=== Texto mostrado ===
<<<<

¿Cómo sostener que estamos ante una epidemia de obesidad y que se debe a que la gente come “mal”? Seleccionando los datos que nos convienen, interpretándolos como nos conviene e ignorando el resto.

Engordando problemas sociales: obesidad y alimentación

Buena parte de la divulgación científica trata de asuntos que se consideran problemas sociales. Entre ellos, destaca en las últimas décadas el de la obesidad: una “epidemia de obesidad” amenazaría la salud mundial. Esa epidemia tendría varias causas, pero entre ellas destacaría una: ahora no nos movemos -nos hemos vuelto perezosos- y comemos comida basura -nos hemos alejado de una supuesta “dieta mediterránea” que habrían practicado felizmente nuestros ancestros en épocas anteriores (cuando se pasaba hambre)-.

Cuando algo se convierte en problema social, los medios de comunicación suelen informar sobre cualquier “descubrimiento” en torno a él. Así, periódicamente nos llegan noticias sobre investigaciones científicas que han hallado las virtudes o peligros de algún alimento para la salud o para evitar la obesidad.

El problema es que a menudo existe una enorme discrepancia entre cómo se comunican los “hallazgos” y la evidencia que los sostiene. Estos “descubrimientos” suelen comunicarse como verdades absolutas y poco matizadas: “comer gominolas condena a una muerte temprana y agónica”, “los niños que juegan a la play station tendrán tendencias suicidas de adultos”. Sin embargo, a menudo se basan en datos poco robustos o discutibles. Ello se ve alimentado por el aumento de la competencia entre científicos: para captar atención pública y fondos económicos, cada vez es más común que vendan como evidencia indiscutible “datos” discutibles y sujetos a múltiples interpretaciones.

>>>>

=== Consigna 1 ===
Presenta como CSV de dos columnas, texto y respuesta, el tramo de entradas que va desde la línea que contiene “For full credit, report the bounding box of the black” hasta la que contiene “408, 145, 568, 229”, ambas incluidas. Cada entrada debe ocupar una fila, con cada campo entre comillas y los saltos de línea convertidos en espacios.
=== Consigna 2 ===
Prolonga el texto sobre la obesidad como problema social a partir del punto en que se detiene.

(Ejemplos de detección)
<<<<

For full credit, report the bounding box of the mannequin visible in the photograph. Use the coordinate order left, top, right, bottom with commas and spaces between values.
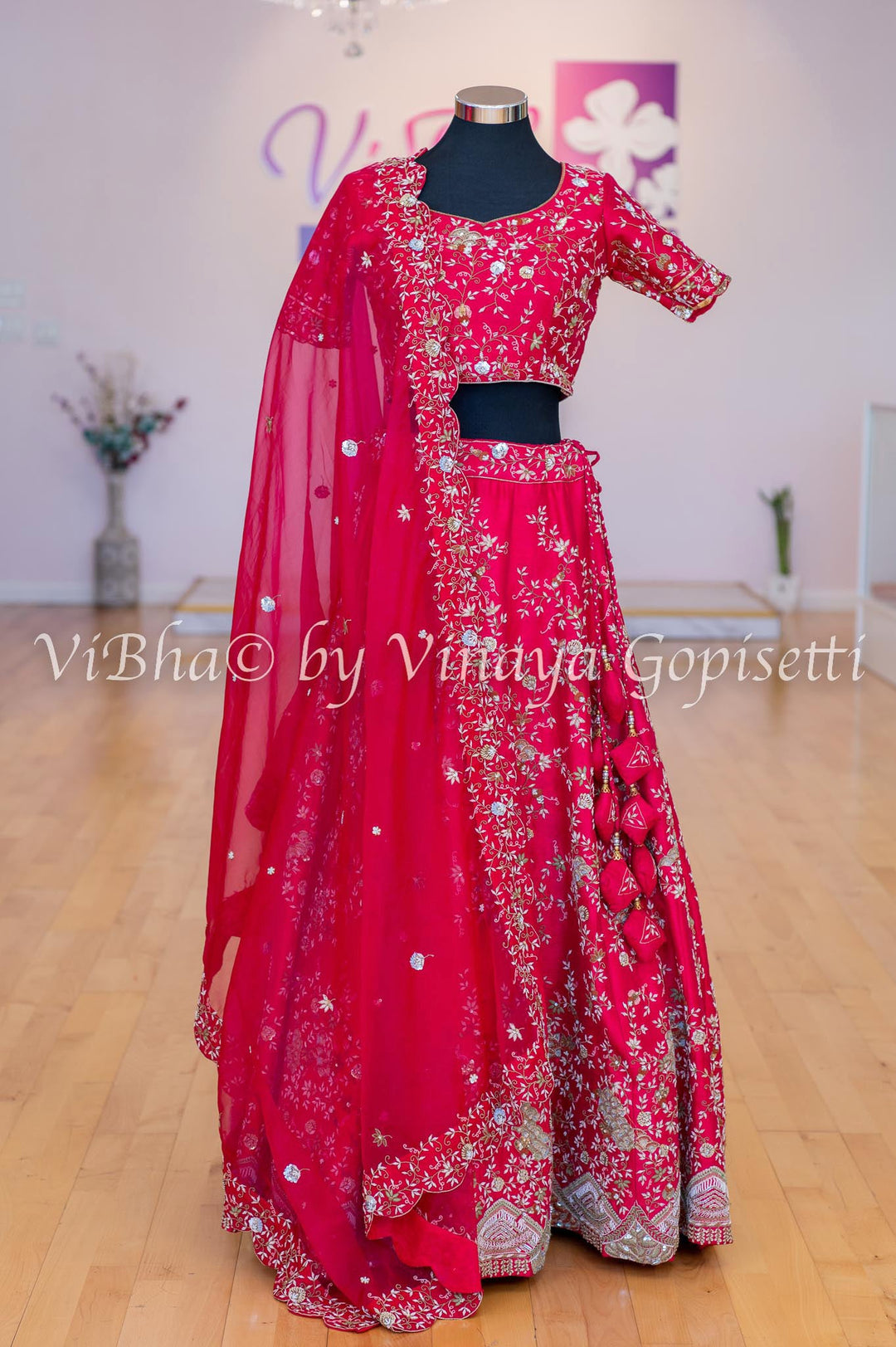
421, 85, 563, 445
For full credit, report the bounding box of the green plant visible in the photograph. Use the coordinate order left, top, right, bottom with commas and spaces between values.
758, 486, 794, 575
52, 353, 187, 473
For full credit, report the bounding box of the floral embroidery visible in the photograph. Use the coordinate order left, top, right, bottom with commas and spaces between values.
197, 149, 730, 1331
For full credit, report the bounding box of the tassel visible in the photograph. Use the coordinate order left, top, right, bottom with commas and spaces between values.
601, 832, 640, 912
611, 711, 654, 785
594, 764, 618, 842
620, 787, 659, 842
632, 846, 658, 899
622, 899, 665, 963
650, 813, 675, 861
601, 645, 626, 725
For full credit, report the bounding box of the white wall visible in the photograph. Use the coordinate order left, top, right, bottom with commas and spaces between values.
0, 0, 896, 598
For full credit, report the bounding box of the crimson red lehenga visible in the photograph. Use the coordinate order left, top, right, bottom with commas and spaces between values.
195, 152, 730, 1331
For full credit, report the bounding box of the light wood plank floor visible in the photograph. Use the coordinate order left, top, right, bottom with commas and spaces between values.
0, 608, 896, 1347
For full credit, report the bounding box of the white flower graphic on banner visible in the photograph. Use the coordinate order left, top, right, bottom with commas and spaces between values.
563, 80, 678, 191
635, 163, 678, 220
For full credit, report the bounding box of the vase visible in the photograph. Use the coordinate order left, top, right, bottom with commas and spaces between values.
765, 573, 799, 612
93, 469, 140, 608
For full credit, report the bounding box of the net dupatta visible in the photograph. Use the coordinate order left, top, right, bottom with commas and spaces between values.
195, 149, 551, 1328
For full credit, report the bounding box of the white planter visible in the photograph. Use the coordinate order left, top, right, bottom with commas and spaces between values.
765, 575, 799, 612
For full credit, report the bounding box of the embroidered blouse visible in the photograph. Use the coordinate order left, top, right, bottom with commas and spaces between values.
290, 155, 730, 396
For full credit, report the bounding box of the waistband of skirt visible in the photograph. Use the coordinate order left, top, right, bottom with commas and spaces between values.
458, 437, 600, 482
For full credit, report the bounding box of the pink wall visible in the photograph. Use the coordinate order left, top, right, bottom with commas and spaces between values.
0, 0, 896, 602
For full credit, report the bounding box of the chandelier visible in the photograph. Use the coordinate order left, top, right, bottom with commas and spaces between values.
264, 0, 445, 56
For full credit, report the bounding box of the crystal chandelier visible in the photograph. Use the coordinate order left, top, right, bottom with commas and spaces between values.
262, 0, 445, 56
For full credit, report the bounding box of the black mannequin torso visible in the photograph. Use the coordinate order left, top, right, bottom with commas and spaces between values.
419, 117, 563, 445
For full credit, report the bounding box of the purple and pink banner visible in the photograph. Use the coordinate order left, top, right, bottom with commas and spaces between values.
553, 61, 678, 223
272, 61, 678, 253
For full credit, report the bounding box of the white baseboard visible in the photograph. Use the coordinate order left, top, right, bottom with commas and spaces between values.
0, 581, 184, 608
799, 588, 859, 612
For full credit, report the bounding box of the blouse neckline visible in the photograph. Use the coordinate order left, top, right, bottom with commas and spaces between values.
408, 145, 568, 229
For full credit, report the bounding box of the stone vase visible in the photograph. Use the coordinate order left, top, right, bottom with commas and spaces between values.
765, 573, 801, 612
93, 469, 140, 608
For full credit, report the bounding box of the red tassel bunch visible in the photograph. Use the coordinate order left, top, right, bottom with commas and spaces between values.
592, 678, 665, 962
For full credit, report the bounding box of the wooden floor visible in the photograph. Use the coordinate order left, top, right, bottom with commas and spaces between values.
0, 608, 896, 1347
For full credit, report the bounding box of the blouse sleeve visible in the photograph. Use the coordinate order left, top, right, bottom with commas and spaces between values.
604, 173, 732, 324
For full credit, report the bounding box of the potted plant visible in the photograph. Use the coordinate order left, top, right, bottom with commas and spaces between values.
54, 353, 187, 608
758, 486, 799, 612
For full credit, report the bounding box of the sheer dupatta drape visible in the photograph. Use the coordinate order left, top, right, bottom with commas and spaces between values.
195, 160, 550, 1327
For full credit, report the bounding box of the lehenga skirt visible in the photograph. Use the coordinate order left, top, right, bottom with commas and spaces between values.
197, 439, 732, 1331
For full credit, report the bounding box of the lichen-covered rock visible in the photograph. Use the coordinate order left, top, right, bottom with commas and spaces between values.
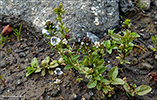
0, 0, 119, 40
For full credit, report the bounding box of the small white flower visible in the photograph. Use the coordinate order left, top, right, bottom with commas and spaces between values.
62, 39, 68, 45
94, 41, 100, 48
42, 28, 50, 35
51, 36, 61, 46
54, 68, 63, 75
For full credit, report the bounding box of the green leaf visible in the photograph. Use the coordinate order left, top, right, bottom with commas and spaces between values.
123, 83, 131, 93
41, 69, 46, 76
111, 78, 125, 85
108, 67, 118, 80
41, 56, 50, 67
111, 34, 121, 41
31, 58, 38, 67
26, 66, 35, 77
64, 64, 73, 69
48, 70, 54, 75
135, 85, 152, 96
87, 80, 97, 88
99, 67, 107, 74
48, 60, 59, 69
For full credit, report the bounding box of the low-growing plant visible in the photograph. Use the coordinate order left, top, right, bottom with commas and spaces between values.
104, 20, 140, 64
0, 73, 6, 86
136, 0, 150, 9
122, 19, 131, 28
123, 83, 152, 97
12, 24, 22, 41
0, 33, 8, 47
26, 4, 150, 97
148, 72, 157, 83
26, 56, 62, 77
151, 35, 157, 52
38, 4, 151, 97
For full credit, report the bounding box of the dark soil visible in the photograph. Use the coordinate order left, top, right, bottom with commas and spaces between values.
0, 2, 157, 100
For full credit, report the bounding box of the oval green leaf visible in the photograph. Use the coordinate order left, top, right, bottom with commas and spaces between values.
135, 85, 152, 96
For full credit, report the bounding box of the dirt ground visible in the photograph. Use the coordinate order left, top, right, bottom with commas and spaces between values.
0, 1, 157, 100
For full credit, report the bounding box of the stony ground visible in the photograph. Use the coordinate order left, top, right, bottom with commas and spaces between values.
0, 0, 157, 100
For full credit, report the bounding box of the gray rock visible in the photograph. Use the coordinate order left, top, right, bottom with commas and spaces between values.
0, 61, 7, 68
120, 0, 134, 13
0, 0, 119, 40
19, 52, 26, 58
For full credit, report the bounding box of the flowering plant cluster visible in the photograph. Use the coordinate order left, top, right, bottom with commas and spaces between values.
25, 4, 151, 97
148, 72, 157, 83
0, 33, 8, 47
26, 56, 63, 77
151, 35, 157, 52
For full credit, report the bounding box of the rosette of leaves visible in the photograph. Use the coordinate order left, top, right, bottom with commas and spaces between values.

>>>>

=== Resultado 1 ===
texto,respuesta
"For full credit, report the bounding box of the black mannequin torso visible in the photograph. Use the coordinate order left, top, right, bottom with commas and spaces between values.","419, 117, 563, 445"
"For full credit, report the bounding box of the purple and pink banner visible in the photograph. Use the coordinate order left, top, right, bottom with commas and spaces between values.","553, 61, 678, 223 272, 61, 678, 253"
"For full credit, report the bounding box of the white baseboard visible in the photograph. Use the coordinate order left, top, right, bottom with commas and spaces between values.","0, 581, 184, 608 799, 588, 859, 612"
"For full credit, report the bounding box of the blouse neckline visible in the photograph. Use the coordinate order left, top, right, bottom with commas and spaces between values.","408, 145, 568, 229"

=== Resultado 2 ===
Recientemente ha suscitado mucho debate en la comunidad científica una práctica conocida como “p-hacking” (traducible como “piratear relaciones significativas”). Ésta consiste en lo siguiente: de todos los resultados que me da la investigación, publico únicamente aquellos que sostienen mi hipótesis y guardo bien escondido en un cajón el resto. Para entenderlo, hemos de comprender primero en qué consiste la “significatividad estadística”. Para ello hemos de distinguir la muestra y la población.

Si hago una encuesta para saber qué opina la población española, no pregunto a todas las personas que componen esa población, sino a una parte ínfima: a una “muestra” que se supone “representativa” del total. Esto suscita la siguiente pregunta: ¿los resultados que encuentro en la muestra se pueden generalizar a la población? Esta pregunta, traducida estadísticamente, viene a ser: ¿qué probabilidades hay de que encuentre las mismas diferencias en la población total? A pinceladas gruesas,la significatividad estadística es la respuesta matemática a esta pregunta: un índice p 0.05 me dice que la probabilidad de que esos resultados no se correspondan con los de la población total es del 5% (en otras palabras, que la probabilidad de que se correspondan con una diferencia en la población total es del 95%).

Aquí se suelen producir dos malentendidos.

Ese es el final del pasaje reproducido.